TEXT EXCERPT —
# Do girls ever look at you when walking by?



## lonesomeboy (Aug 29, 2005)

Just wondering to all the guys out there, if you ever had a cute girl look at you or smile at you, when say just walking in the street and they are passing by.
Personally, I've never had that happen to me. They all just pass by and completely ignore me.


----------



## Evo (Jan 1, 2012)

Never due to being unattractive.


----------



## youngloc (Dec 23, 2009)

Sometimes


----------



## Luka92 (Dec 13, 2011)

A girl once winked at me.


----------



## mattigummi (Aug 26, 2012)

Nope, never.


----------



## GuyMontag (Dec 12, 2010)

Nope


----------



## Xenidia (Aug 4, 2012)

Nope they don't.


----------



## Neo1234 (Mar 6, 2012)

They do look at me ! They don't smile though or may be someone did IDK.But I never get to know whether they find me attractive or not.But,they do check me out ,I notice quite often.But,if they even do find me attractive,I just won't be able to do anything but just walk by! And the story closes down forever!


----------



## PaysageDHiver (Jun 18, 2011)

All the time.


----------



## OutOfControlPanel (Jul 14, 2012)

When I go out for a walk and I pass a girl, I sometimes look back. Sometimes I do this just because I found the girl particularly attractive. Other times I do it just to see if she found me interesting enough to look back at me. I've never seen them looking back -- they just keep on walking. 

:sigh


----------



## ravens (Aug 31, 2011)

Rarely.


----------



## theseventhkey (Jul 22, 2012)

If they did I wouldn't notice.


----------



## Anesthetize (Sep 1, 2012)

Sometimes, but looking at their expressions I can't tell if they think I'm attractive or just plain staring for no reason.


----------



## SnowFlakesFire (Aug 23, 2012)

I stared a guy today, I could not get my eyes removed away of his eyes. Black eyes always makes me stare.


----------



## Strwbrry (Jun 28, 2012)

Girls often check me out. The way I dress, or just plain staring. Ugh, it's so annoying.


----------



## seafolly (Jun 17, 2010)

If you live in a big city I wouldn't take this personally. I think only once have I ever taken a double take with a man, and my boyfriend was actually the first to comment on this looks. It was like he stepped out of a magazine and he really stood out in that crowded subway. Point is, when people are going about their daily lives they're really not checking out every person that passes them by- they're more focused on their task at hand.


----------



## bsd3355 (Nov 30, 2005)

It used to happen to me a lot when I was younger. Hardly happens anymore.


----------



## ravens (Aug 31, 2011)

DATA EXTRACTS —
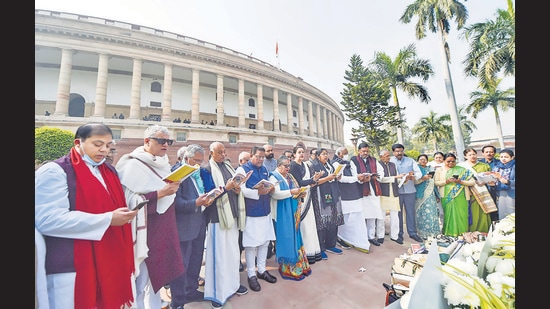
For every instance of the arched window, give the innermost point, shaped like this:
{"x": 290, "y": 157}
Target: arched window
{"x": 156, "y": 87}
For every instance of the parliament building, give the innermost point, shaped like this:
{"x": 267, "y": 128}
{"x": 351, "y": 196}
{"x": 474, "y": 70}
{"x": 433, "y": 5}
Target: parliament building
{"x": 128, "y": 76}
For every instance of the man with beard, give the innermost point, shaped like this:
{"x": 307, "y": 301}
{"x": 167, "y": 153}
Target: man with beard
{"x": 269, "y": 162}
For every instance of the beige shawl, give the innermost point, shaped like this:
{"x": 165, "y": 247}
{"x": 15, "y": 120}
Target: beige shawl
{"x": 222, "y": 203}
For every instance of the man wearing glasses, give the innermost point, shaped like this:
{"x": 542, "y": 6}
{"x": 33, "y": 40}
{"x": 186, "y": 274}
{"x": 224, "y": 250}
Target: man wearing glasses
{"x": 407, "y": 191}
{"x": 259, "y": 229}
{"x": 157, "y": 252}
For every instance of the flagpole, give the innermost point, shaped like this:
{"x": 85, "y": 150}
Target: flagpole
{"x": 277, "y": 54}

QUESTIONS TO ANSWER —
(a) In the forum thread about whether girls look at men passing by, what does seafolly say people in a big city are focused on?
(b) Summarize the forum thread about whether girls look at men passing by in two sentences.
(c) Proceed with the forum thread about whether girls look at men passing by, picking up after its last line.

ANSWER LIST —
(a) Their task at hand.

(b) lonesomeboy asks other men whether a cute girl has ever looked or smiled at them in passing and says that it has never happened to him. The replies vary from never or rarely to sometimes or all the time, and seafolly suggests that people in a big city focus on their own tasks rather than checking out everyone they pass.

(c)
A couple of years ago a woman kept staring at me when I was walking by her while I was shopping. I was to nervous to talk to her, like I always am. One thing was that she looked like she was in her early 20's. I always come up with excuses like I'm too old for her.


----------



## Canucklehead (Aug 28, 2012)

I had a halfway decent looking drunk girl come up to me on the street and hand me a piece of paper with her phone number on it a couple months ago.

Luckily I froze up and mumbled something incoherent and didn't call her ever.


----------



## SoWrongItsRight (May 9, 2012)

I'm a girl and girls look at me. Not sure why?


----------



## Gryffindor85 (Nov 7, 2011)

I really don't know since I don't pay much attention to see if other people are looking at me, it would probably make my anxiety worse.


----------



## RUFB2327 (Sep 28, 2008)

Yes, but I think it's just them people watching and not them thinking I'm attractive. I notice guys looking at me too.


----------



## MiMiK (Aug 25, 2011)

RUFB2327 said:


> Yes, but I think it's just them people watching and not them thinking I'm attractive. I notice guys looking at me too.


why do you think guys look at you though? i get this once in a while, i get stared down by dudes and i know exactly what they want to do. fight. idk if its the way i look, but i get this quite bit.

last time i was in a liquor store and this big dude [probably 6'3 250-260lbs] just ****ing standing there staring at me. :sus


----------



## MaskOfSanity (Feb 16, 2012)

I'll throw this at you. How often do you let yourself get caught looking/staring at someone attractive? Even a person without SAD doesn't want to be seen gawking at someone they find attractive... so it's really not a good test. 

On a more personal level, I used to go to school with a girl who would never make eye contact with me even though she sat right next to me. It kind of hurt my feelings at the time, but later on down the road I found out she had a crush on me and I made her nervous because I was so quiet. Not everything is black and white.


----------



## Haunty (Oct 24, 2008)

I thought girls always check each other out, kind of sizing up each other or comparing themselves. That's what my sister says anyway.

On rare occasions I'll notice a gal hold a glance at me and kinda smile. Best I can do is smirk back :stu


----------



## Twelve Keyz (Aug 28, 2011)

yeah, sometimes. That doesn't neccessarily mean anything though.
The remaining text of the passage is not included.